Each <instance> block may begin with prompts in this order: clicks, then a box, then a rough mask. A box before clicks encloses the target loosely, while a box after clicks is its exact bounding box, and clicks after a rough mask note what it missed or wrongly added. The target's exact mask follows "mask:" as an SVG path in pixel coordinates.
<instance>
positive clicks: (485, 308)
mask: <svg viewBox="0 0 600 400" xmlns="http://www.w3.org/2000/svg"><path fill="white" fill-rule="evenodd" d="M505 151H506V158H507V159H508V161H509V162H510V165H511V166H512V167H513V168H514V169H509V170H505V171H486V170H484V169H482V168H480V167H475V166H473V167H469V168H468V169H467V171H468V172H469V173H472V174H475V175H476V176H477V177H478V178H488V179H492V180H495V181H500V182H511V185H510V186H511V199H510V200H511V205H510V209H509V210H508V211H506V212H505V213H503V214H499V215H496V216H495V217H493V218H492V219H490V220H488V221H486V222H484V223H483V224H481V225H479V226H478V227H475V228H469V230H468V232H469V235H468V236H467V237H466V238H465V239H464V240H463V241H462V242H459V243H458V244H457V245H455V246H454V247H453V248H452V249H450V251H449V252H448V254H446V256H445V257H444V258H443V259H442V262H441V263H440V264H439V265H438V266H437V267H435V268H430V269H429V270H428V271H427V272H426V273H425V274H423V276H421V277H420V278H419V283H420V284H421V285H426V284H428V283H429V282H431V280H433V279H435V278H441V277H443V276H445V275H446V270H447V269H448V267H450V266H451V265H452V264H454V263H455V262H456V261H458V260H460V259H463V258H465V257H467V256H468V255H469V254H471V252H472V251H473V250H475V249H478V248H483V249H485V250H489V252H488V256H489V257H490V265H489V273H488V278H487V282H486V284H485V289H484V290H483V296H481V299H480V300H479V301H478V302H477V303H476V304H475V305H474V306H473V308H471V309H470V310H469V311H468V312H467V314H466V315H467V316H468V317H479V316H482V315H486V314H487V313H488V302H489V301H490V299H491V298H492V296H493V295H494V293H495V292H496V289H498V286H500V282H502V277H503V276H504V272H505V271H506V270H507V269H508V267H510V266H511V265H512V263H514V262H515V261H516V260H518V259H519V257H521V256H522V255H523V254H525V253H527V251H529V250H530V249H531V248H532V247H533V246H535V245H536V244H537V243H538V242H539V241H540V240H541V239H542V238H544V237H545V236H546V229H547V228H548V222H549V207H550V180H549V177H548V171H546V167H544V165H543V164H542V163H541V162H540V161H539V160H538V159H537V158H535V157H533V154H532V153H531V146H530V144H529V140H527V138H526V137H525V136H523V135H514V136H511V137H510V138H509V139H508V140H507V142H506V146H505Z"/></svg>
---
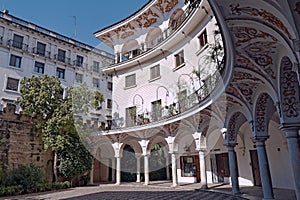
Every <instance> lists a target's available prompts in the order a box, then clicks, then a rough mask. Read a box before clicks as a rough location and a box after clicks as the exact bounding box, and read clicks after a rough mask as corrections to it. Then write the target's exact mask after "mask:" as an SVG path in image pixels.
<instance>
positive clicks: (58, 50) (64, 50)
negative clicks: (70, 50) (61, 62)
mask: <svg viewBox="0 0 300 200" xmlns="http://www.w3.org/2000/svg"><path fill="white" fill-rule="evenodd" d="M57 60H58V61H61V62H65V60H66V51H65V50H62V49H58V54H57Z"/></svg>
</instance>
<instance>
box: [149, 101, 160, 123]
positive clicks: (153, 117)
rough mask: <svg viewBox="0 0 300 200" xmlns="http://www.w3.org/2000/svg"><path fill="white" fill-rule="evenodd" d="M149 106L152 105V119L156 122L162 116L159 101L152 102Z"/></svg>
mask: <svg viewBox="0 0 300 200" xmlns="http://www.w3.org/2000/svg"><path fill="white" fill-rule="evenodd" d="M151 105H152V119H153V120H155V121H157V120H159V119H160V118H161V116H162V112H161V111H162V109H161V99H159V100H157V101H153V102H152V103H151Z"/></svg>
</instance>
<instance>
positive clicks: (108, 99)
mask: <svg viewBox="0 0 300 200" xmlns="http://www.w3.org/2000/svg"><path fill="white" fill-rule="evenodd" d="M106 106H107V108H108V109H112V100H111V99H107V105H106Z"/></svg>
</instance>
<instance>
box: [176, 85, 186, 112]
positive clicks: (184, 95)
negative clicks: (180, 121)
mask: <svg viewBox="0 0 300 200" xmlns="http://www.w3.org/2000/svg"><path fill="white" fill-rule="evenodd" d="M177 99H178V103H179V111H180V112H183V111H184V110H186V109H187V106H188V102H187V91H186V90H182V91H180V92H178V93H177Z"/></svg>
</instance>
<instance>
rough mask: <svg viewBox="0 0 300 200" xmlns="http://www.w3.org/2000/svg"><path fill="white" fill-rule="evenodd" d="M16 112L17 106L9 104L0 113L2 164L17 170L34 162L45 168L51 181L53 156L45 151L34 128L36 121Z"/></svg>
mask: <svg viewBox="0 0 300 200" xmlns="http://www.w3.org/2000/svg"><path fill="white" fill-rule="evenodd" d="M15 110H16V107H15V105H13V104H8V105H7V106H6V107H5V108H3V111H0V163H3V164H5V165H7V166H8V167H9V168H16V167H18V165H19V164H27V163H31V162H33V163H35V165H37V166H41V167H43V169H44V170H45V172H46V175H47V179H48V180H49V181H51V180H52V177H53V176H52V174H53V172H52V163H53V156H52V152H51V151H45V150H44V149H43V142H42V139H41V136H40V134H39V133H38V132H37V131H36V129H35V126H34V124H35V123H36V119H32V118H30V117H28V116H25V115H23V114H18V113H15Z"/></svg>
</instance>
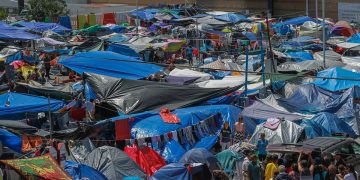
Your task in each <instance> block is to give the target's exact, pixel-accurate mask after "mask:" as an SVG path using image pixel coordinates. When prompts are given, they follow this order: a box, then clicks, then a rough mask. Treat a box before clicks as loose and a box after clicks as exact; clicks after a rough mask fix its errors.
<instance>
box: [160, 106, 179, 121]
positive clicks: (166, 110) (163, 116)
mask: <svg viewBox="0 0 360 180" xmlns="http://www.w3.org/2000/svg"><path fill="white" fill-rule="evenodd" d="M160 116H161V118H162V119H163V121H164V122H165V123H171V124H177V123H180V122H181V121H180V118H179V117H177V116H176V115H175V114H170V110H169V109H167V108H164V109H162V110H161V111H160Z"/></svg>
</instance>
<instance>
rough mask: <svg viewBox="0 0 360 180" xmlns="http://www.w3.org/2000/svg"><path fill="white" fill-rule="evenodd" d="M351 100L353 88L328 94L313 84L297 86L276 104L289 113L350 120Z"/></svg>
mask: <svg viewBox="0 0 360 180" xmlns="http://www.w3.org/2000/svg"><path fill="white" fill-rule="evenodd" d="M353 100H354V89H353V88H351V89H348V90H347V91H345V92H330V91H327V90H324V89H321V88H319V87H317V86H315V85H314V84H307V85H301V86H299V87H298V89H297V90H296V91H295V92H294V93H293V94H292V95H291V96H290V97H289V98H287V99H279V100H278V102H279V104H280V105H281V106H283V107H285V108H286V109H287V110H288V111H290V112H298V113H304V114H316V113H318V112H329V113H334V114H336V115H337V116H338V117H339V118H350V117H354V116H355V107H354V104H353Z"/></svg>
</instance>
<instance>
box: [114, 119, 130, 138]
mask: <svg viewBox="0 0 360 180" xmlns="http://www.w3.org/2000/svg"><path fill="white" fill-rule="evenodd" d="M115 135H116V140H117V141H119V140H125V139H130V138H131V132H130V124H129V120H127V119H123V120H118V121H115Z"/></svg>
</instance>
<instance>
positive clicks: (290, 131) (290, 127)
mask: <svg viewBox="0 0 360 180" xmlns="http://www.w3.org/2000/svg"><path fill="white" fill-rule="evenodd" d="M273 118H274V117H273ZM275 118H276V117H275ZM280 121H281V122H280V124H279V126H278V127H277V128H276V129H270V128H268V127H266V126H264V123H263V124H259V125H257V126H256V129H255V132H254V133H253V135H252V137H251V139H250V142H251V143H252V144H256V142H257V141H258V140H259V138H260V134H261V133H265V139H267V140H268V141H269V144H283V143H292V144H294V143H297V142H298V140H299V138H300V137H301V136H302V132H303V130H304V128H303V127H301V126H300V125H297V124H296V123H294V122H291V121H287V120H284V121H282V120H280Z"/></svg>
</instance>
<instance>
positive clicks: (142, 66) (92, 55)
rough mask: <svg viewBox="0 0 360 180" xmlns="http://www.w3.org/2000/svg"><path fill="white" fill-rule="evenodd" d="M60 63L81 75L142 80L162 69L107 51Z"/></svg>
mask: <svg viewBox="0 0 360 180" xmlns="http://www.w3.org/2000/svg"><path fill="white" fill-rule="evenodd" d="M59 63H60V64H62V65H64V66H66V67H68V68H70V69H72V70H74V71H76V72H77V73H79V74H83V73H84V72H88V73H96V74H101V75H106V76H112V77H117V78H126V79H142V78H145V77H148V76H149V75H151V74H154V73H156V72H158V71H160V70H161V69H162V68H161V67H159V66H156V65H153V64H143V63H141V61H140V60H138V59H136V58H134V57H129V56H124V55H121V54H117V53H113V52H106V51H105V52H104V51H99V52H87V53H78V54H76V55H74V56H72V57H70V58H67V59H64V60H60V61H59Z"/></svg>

*Exercise instructions*.
Give an exact copy of the lines above from the line with "positive clicks: (58, 50) (64, 50)" up to and including the line with "box: [149, 101, 160, 123]", and leave everything else out.

*Problem solution*.
positive clicks: (58, 50) (64, 50)
negative clicks: (70, 50) (61, 62)
mask: <svg viewBox="0 0 300 200" xmlns="http://www.w3.org/2000/svg"><path fill="white" fill-rule="evenodd" d="M57 60H58V61H61V62H65V60H66V51H65V50H62V49H58V54H57Z"/></svg>
</instance>
<instance>
box: [149, 101, 160, 123]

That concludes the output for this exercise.